In serious cases, SIPO may also refer a matter for criminal prosecution. Fines and other administrative actions imposed by SIPO may be appealed to the People's Intermediate Courts. Commentators frequently lament SIPO's lack of written or published decisions, the corresponding unavailability of information for non-parties, and the fact that decisions or findings of fact made by one SIPO office may not carry any weight in others.

China Customs

In addition to SIPO, the Regulation of the People's Republic of China on the Customs Protection of Intellectual Property Rights and the Implementing Measures of Customs for the Protection of Intellectual Property Rights (Customs Measures) may also provide relief for companies that are victims of patent infringement. The Customs Measures contain general rules and guidelines for Customs' role in IPR enforcement. Customs will provide protection for all categories of IPR, including prohibiting the import and export of suspected goods. China Customs has indicated in discussions with U.S. government officials that it is reticent to invoke these powers with regard to invention patents because of the inherent difficulty of determining whether the goods at issue actually infringe on a patent. However, a complainant is more likely to get customs protection on design patents.

Regardless, rights holders must first record their intellectual property with the Customs Service and file an allegation that somebody is going to import or export a product in violation of those rights in order for China Customs to begin investigating and possibly to detain suspected goods. A recordation certificate issued by Customs is valid for ten years and renewable. When a rights holder suspects infringing goods are about to enter or exit China, that person may submit a written application to the Chinese Customs service at the affected port in order to stop the import or export of the goods at issue.

Section 337 is applicable when pirated goods are entering the U.S. market.

2. Civil Litigation

While many in the Chinese public and foreign business community express relatively low confidence in the ability and integrity of China's courts in general, intellectual property is at the forefront of Chinese jurisprudence and there have been substantial efforts to train judges in the intricacies of intellectual property disputes. In patent infringement cases, the trial court is the Intermediate People's Court in the relevant municipality, province, or special economic zone, which together with the appellate Higher People's Courts, have maintained special Intellectual Property Tribunals since 1993.

Patent right holders have two years from the date they become aware of infringing activity (or should have become aware) in which to bring suit. The Patent Law also provides that a preliminary injunction may be obtained upon "reasonable evidence" of infringement or imminent infringement, and that a delay in stopping such infringement is likely to cause irreparable harm. Damages are determined "according to the losses suffered by the patentee or the profits gained by the infringer out of the infringement". When damages are difficult to quantify using either of these methods, an acceptable alternative measure can be an appropriate multiple of a (reasonable) royalty for the said patent.

Initiating Civil Litigation

To commence a civil suit, a written complaint must be submitted to a People's Court specifying the following:

Evidentiary Requirements and Burden of Proof

There is no Chinese counterpart to the U.S. concept of discovery. In China, each party is responsible for presenting evidence to support its claims. In the event that a party is unable to obtain evidence due to "objective circumstances" or if the People's Court considers certain evidence to be relevant to a case, the court can, on its own initiative, collect the evidence itself. All evidence must be presented in court and is subject to cross-examination. The right to determine the authenticity and validity of evidence rests solely with the court.

(Stored records)
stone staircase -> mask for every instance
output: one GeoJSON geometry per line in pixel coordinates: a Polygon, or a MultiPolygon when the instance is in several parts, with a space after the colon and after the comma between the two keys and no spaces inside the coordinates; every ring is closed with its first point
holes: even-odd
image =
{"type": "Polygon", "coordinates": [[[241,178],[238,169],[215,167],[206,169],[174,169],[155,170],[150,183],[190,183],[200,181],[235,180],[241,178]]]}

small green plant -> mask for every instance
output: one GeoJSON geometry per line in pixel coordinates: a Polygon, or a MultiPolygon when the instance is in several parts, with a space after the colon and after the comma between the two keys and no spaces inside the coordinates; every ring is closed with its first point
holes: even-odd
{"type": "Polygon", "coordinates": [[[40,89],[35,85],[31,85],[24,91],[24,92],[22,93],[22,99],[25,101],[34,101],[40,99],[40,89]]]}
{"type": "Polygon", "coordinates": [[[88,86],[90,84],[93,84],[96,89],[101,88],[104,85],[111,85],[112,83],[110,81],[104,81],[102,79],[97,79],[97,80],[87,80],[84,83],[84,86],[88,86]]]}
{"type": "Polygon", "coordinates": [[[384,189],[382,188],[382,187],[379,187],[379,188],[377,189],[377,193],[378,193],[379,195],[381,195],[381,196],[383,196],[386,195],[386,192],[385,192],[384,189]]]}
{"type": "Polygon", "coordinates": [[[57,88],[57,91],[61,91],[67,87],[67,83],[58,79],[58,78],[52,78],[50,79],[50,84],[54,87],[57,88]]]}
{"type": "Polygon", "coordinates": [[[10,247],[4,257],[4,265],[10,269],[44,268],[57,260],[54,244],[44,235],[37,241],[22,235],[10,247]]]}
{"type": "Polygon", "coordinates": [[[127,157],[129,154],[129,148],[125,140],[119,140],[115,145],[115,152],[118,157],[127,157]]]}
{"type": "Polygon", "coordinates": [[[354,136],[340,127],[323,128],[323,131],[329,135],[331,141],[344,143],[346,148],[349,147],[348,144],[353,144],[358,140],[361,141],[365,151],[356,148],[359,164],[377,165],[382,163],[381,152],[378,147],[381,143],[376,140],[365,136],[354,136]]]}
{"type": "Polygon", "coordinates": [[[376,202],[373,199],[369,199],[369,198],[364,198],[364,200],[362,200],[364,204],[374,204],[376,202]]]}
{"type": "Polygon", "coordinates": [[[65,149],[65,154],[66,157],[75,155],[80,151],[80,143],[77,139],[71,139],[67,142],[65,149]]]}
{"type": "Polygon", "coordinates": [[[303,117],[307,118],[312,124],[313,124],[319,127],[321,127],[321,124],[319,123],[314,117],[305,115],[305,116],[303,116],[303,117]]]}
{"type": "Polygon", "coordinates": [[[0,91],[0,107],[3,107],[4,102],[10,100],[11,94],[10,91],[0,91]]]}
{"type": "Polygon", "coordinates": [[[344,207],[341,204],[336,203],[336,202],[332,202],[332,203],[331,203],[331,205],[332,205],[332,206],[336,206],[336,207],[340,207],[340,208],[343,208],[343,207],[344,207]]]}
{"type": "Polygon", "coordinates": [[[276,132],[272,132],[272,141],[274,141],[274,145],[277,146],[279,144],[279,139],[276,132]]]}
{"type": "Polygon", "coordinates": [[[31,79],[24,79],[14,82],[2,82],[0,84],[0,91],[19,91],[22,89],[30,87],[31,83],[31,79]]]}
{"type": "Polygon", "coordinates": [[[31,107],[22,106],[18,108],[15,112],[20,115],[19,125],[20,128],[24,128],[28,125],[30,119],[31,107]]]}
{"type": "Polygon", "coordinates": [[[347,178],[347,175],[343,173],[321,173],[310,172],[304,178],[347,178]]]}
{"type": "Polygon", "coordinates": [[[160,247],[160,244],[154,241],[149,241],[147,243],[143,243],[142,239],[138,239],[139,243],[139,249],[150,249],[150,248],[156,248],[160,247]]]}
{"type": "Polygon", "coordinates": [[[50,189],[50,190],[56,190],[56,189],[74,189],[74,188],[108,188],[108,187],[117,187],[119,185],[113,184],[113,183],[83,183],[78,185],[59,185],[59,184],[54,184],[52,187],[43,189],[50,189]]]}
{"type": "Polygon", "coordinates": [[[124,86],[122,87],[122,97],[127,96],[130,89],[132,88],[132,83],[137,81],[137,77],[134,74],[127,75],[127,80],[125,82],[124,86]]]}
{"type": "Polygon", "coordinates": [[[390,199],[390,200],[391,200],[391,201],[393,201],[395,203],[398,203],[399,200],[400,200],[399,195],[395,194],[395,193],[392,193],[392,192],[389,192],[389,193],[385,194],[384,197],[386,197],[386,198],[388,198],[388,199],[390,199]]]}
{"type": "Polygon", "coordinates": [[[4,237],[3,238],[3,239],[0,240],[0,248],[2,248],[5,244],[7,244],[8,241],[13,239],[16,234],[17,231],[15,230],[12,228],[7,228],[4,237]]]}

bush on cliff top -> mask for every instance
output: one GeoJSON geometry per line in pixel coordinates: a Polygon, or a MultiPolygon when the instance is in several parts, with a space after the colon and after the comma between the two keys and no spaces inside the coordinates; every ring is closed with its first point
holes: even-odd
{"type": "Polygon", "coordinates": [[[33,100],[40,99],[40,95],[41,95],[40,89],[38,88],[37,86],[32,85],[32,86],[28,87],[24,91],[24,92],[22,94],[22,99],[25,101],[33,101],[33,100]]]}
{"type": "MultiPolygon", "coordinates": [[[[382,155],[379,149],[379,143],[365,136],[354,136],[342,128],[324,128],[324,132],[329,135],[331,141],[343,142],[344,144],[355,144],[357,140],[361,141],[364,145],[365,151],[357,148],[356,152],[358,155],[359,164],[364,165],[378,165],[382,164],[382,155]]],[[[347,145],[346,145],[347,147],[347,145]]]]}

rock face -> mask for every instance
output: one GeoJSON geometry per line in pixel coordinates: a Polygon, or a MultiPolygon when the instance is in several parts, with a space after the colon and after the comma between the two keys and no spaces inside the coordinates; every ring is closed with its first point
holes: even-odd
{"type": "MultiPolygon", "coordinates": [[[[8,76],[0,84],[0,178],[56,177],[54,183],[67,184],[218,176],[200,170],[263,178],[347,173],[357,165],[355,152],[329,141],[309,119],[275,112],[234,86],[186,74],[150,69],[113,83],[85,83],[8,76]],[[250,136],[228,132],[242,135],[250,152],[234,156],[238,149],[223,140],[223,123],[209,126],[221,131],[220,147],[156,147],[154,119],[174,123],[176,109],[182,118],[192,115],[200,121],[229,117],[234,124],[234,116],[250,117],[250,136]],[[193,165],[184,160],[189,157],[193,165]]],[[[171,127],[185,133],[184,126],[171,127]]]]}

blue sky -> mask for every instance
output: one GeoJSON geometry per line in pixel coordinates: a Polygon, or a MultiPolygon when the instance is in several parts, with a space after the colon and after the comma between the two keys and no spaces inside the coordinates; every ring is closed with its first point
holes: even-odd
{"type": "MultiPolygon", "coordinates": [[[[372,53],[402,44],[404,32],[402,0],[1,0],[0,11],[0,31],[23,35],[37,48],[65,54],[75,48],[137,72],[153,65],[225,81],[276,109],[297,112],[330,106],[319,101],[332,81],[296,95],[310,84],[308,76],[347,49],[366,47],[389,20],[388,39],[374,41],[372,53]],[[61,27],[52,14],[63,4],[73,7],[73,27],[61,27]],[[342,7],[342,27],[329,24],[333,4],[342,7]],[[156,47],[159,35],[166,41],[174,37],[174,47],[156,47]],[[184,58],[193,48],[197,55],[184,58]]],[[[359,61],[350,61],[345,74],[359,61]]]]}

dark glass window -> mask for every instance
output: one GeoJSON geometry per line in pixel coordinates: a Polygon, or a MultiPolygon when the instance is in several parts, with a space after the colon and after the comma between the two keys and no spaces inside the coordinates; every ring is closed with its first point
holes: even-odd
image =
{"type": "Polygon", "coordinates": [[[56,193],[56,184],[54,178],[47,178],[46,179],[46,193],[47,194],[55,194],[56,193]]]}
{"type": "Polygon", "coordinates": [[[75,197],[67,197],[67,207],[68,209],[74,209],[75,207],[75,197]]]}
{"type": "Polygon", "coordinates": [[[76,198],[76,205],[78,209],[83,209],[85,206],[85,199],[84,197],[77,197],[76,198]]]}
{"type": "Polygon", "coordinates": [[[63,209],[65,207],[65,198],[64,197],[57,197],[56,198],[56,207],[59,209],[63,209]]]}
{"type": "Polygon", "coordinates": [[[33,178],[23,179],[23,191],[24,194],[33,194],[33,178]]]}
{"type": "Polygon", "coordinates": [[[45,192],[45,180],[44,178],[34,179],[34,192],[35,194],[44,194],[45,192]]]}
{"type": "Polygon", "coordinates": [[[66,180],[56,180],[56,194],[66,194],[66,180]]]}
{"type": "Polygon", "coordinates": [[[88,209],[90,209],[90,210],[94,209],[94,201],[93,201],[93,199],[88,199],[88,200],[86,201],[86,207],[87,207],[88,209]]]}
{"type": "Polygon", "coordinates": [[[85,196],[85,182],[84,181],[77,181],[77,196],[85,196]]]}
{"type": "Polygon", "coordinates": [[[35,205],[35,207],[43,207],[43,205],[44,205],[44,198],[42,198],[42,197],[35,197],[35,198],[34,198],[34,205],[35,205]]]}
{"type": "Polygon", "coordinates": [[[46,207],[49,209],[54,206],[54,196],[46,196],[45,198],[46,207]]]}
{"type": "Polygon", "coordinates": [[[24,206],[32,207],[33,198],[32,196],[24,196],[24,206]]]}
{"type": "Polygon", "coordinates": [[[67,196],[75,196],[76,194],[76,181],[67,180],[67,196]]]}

▶ **Task details**:
Reproduce word for word the passage of the excerpt on patent enforcement in China that runs between "Section 337 is" and "Tribunals since 1993.", inclusive.

▶ **Expected answer**:
Section 337 is applicable when pirated goods are entering the U.S. market.

2. Civil Litigation

While many in the Chinese public and foreign business community express relatively low confidence in the ability and integrity of China's courts in general, intellectual property is at the forefront of Chinese jurisprudence and there have been substantial efforts to train judges in the intricacies of intellectual property disputes. In patent infringement cases, the trial court is the Intermediate People's Court in the relevant municipality, province, or special economic zone, which together with the appellate Higher People's Courts, have maintained special Intellectual Property Tribunals since 1993.